### Your goal
Using the entries that follow, write out the line containing "point at the shoulder pad", the line containing "point at the doorway", and every line between them, exactly and nothing else.

---------- Data to use ----------

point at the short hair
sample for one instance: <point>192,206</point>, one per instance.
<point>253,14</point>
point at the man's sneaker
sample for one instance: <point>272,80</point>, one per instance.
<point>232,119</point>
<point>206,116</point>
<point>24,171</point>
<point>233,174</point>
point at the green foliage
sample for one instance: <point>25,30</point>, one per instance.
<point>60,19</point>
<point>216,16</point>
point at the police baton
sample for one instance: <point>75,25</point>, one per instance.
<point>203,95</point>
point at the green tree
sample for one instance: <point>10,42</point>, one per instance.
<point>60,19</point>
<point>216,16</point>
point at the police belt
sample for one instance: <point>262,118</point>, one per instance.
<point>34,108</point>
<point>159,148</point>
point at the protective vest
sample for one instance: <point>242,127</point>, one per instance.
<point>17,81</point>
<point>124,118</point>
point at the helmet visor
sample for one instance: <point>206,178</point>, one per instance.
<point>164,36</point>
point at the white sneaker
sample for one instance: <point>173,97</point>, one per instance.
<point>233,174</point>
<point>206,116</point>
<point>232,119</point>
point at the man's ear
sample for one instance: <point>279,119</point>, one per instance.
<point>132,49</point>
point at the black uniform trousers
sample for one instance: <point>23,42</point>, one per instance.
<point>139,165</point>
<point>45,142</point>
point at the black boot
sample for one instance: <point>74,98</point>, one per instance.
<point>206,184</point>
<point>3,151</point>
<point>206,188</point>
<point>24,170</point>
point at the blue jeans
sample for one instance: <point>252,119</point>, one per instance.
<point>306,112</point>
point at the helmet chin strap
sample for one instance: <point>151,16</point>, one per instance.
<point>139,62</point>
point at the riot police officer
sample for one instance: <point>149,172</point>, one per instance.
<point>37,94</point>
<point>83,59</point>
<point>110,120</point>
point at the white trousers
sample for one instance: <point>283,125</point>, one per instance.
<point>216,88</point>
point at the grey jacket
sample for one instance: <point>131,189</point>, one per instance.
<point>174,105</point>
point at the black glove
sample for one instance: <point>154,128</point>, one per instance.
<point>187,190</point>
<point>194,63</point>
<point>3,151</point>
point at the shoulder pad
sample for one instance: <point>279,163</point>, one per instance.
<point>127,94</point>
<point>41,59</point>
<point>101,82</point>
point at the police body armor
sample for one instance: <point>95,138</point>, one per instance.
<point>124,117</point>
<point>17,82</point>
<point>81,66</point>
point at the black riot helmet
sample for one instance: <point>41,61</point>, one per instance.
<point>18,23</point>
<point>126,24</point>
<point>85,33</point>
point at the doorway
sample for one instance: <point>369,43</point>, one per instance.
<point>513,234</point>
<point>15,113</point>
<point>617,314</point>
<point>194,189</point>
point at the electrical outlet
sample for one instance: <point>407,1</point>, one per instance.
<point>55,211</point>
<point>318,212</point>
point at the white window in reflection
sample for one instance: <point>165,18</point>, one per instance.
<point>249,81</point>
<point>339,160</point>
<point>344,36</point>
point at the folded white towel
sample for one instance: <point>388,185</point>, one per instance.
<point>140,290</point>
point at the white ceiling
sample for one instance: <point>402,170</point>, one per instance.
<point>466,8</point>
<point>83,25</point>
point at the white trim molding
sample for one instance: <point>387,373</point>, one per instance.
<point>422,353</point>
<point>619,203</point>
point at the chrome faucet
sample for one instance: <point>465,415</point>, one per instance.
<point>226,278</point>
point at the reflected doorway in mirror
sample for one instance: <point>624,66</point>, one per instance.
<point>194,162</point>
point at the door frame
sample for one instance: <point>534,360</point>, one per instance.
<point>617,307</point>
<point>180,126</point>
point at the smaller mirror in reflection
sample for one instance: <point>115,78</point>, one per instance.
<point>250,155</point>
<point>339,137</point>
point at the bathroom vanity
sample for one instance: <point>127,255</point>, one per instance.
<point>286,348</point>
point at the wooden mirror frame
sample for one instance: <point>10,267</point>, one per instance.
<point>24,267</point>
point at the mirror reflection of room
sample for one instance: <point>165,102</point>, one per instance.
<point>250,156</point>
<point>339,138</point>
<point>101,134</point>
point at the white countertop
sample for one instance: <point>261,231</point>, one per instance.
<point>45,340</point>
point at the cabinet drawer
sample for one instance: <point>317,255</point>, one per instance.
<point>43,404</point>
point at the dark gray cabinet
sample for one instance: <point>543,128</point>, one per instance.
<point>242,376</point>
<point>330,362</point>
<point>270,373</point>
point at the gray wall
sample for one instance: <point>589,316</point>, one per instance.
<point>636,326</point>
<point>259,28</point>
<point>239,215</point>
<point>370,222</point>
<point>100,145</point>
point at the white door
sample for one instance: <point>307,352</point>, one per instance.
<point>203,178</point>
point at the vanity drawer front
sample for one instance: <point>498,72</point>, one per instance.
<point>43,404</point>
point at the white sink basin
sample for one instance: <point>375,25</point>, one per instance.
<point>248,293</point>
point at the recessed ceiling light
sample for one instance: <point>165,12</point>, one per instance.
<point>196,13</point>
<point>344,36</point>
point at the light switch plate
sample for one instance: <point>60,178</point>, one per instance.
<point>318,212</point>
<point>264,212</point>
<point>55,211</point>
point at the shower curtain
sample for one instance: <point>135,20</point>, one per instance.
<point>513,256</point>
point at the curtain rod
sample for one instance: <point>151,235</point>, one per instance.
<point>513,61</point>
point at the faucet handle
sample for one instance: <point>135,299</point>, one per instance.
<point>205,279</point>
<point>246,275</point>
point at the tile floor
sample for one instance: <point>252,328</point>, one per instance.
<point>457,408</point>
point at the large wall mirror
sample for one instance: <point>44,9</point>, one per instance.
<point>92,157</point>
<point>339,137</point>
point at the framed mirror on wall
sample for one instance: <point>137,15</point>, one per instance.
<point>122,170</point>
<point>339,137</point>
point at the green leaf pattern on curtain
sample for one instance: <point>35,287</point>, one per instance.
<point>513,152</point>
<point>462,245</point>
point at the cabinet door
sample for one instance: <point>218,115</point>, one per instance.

----------

### Task output
point at the shoulder pad
sample for one instance: <point>279,163</point>, one per instance.
<point>127,94</point>
<point>41,59</point>
<point>101,82</point>
point at the police body armor
sample for one instance: <point>95,138</point>, one per instance.
<point>124,117</point>
<point>17,82</point>
<point>81,66</point>
point at the black riot helmet
sample for one instance: <point>41,61</point>, one per instance.
<point>18,23</point>
<point>126,24</point>
<point>85,33</point>
point at the doorway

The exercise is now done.